Location identification records:

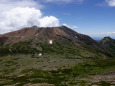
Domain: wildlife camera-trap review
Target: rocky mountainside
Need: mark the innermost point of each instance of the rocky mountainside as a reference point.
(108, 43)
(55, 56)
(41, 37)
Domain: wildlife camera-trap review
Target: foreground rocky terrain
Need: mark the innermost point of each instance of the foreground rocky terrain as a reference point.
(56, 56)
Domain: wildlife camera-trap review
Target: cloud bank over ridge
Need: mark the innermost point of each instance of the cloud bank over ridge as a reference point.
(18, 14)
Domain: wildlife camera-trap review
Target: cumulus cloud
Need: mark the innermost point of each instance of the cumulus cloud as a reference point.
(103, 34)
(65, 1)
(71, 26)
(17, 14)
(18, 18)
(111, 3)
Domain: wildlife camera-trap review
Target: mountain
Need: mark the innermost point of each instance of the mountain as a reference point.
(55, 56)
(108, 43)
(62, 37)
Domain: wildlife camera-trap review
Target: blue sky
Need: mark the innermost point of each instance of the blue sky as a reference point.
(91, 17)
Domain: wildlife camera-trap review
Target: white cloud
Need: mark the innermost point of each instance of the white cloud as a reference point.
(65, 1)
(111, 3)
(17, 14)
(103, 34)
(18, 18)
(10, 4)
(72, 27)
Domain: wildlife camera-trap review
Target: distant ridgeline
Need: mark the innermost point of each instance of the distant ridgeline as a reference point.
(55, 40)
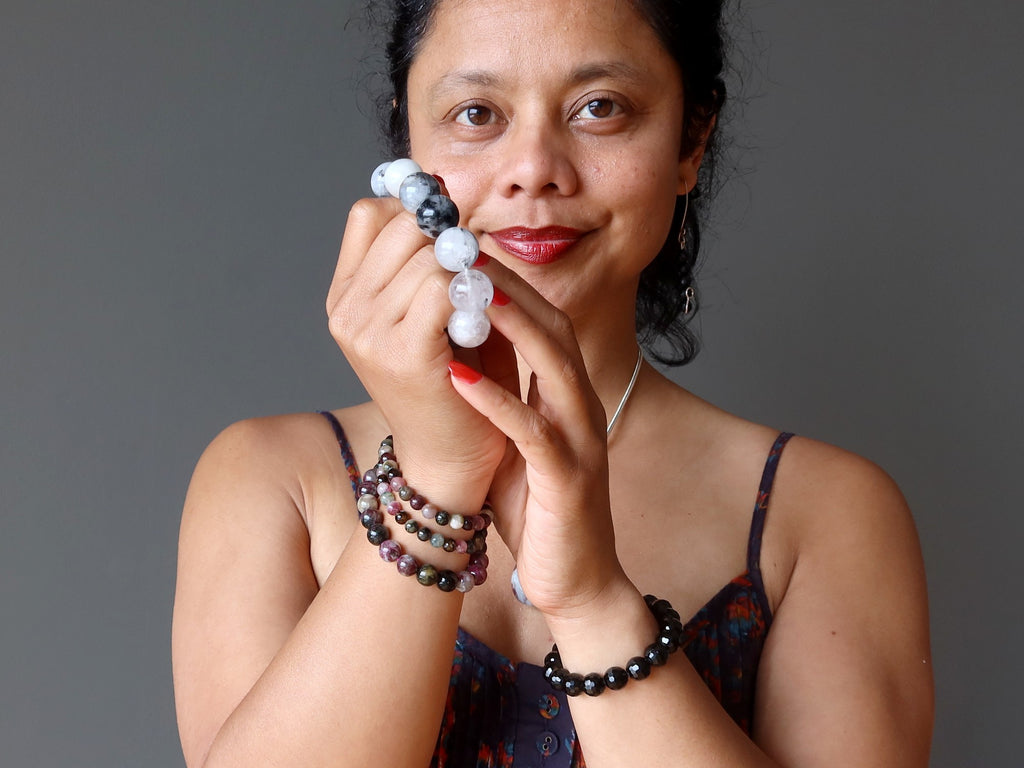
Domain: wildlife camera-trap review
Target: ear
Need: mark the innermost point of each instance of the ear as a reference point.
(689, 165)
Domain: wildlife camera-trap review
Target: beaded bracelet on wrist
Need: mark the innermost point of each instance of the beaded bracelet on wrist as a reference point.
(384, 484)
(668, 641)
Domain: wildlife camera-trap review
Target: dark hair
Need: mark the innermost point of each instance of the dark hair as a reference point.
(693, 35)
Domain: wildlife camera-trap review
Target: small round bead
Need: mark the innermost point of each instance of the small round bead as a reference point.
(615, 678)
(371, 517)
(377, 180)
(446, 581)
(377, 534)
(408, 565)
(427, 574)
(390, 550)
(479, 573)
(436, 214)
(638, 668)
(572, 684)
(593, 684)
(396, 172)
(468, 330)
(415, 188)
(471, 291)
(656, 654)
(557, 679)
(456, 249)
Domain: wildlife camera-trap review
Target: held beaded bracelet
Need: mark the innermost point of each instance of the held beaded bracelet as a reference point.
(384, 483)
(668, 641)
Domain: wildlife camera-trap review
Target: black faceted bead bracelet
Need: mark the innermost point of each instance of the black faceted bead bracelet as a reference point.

**PROBLEM TO SOLVE:**
Pull out each line of the records above that contains the string "foreground". Case must match.

**PROBLEM SOLUTION:**
Target: foreground rocky terrain
Need: mark the innermost point of each instance of the foreground rocky terrain as a reference point.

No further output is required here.